• _INSTRUCTIONS TO FOLLOW_:
What follows is a listing; give it again exactly, in its entirety.

(Data extracted from a collection)
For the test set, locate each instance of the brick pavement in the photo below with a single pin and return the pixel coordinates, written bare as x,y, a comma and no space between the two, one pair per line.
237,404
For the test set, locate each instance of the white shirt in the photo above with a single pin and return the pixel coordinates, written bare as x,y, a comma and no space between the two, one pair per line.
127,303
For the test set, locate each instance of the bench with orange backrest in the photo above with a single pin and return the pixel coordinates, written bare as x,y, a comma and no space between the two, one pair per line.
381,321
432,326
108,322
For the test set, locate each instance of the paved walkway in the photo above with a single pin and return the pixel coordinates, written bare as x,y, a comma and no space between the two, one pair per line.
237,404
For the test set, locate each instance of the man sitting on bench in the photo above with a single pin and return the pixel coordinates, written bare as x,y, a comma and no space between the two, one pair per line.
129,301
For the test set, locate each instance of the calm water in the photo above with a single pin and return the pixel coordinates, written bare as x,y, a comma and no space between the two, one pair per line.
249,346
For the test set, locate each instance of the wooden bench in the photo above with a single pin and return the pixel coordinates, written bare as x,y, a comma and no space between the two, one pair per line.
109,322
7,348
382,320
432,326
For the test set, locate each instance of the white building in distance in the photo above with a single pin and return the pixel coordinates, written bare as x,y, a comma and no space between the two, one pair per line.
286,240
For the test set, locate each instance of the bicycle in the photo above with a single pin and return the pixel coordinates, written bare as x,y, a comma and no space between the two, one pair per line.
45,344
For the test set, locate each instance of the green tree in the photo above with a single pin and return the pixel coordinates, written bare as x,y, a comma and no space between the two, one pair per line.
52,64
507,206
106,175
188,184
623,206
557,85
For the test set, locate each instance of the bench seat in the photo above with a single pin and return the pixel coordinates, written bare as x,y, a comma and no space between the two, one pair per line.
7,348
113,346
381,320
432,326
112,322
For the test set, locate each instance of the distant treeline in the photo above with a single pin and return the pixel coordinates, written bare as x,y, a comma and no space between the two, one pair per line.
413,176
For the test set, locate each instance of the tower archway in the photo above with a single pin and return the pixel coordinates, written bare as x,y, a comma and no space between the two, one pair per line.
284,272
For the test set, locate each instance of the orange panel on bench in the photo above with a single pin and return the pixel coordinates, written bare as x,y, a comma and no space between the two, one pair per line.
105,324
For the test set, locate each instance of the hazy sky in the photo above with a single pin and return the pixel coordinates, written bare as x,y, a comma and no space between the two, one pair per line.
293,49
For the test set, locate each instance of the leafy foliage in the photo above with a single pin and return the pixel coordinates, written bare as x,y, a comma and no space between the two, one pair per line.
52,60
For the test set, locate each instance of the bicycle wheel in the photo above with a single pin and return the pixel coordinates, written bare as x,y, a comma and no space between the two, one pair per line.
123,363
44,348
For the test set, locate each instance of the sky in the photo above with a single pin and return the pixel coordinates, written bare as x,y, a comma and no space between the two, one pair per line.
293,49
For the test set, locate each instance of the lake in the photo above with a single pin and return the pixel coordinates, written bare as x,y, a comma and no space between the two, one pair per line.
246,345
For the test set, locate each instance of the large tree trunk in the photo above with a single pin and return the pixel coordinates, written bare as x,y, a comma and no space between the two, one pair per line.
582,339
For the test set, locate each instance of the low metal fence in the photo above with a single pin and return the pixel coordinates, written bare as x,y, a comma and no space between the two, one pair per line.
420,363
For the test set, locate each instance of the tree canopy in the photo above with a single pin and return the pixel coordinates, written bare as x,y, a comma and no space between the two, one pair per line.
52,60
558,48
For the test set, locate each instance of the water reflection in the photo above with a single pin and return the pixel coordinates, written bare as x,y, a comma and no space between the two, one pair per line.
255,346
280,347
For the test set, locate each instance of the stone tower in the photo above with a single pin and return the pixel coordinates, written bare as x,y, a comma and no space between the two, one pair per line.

• _TASK SOLUTION_:
For the test set, locate each instance of the brick pavement in the photo below with a single pin and return the pixel coordinates, written bare as x,y, a comma and no space between the two, one pair per line.
237,404
For the test set, locate each instance of the white shirt in the photo above with a single pin and return the pixel coordinates, written bare as x,y, a comma and no space between the two, one pair per line.
127,303
For the test set, locate each instance of the bench with orange backrest in the photo above with a single pin and return the pixel coordinates, written bare as x,y, a comma and no space between the two, one pair per line.
381,321
432,326
108,322
For the test set, locate each instance of the paved walkway in the photo above with a single pin and return the pixel coordinates, written bare as x,y, a comma and no space between the two, one pair per line.
237,404
For the test set, locate each instance of the man sitting on bench in the photo above with a single pin and return the pixel coordinates, written bare as x,y, a comma and no space between the two, one pair per line.
129,301
For the test set, locate each instance of the calm water in the photo above with a single pin and return the pixel coordinates, written bare as x,y, a comma and no space between the two, one pair per line.
249,346
For the test set, locate each instance of the wooden bench in the photo above with a single pin and return the pixel coordinates, written bare as x,y, a comma and no space between the two, one pair per line.
109,322
7,348
382,320
432,326
For the test set, locate each instance of the white building in distance in the photo above with a single pin and return the pixel coordinates, written bare as x,y, a comma and no space between the two, one pair per line.
286,240
For the test set, locate each instance of the bicycle in the photo above with a single pin and return the pixel coordinates, written bare as x,y, a comma and no space between the two, one pair per line.
45,344
For the test set, locate each instance of the green tree in the photo above with a single pin and return the pixel coordinates, written bare as x,y, a comma and no space between the two, one pair per line.
52,64
507,206
106,175
188,184
623,206
557,85
For the test set, locate each instance of the bench seat in the photo above with a single pin and return the pixel coordinates, written bare as x,y, a comma and no space between the two, one pair per line.
7,348
113,346
381,320
432,326
112,322
For the test set, locate each instance of the distant treeline in the photo above with a single pin and return the pixel coordinates, written bare as x,y, a comma and no space between the two, one pair per line.
413,176
For the test set, locate each instance of the tower archway in the photo above with a single pin and return the pixel coordinates, written bare as x,y, a comma and no space between the two, one pair per line.
284,272
For the test set, locate each instance of the orange panel on bench in the photo above with a single pin and return the pixel coordinates, written bare as x,y, a comma and no space between the two, one pair per line.
105,324
For the test set, locate each instance of the hazy sky in the photo above with a single pin and return the pixel coordinates, written bare as x,y, a comma and no space between the two, one pair per line.
293,49
For the test set, locate each instance of the leafy foliage in the photo above with a single pin and return the pixel coordinates, written bare as x,y, a comma and no space between the two, one pair per line.
52,60
For the test set, locate each instance of the bicycle wheel in the photo above with a single pin and return the pixel coordinates, written bare as x,y, a comma and no space between the two, one pair per line.
123,363
44,348
For the test set, locate each instance of the sky in the photo above with a single pin and return the pixel coordinates, written bare as x,y, a comma and no space between the two, one pair per line.
293,49
For the test set, locate each instance of the lake in the photo above with a single pin and return the pixel coordinates, written bare as x,y, a comma and no space between the two, one pair per line.
246,345
For the test set, locate each instance of the large tree trunk in the photo above with a single pin and return the pixel coordinates, written bare as x,y, a comma and no space between the two, one pair per line.
582,339
For the test set, locate each instance of the low metal fence in the photo above with a single pin and return the pixel coordinates, written bare as x,y, a comma and no space between the two, one pair per line.
420,363
For the test set, locate each instance of the tree canopy in the photo above with a single pin and return the pixel coordinates, written bare as x,y, a comma and no space between the two, one pair per line.
52,60
558,48
For the test set, locate each instance of the water reflection in the photo above with a single pin and return the pixel coordinates, written bare as x,y, a comma and no space between the two, one pair per line.
255,346
280,347
For the test set, locate each instance of the stone tower in the photo above with a single pin and return the pixel coordinates, written bare as x,y, a comma and no space between the two, one pair per line.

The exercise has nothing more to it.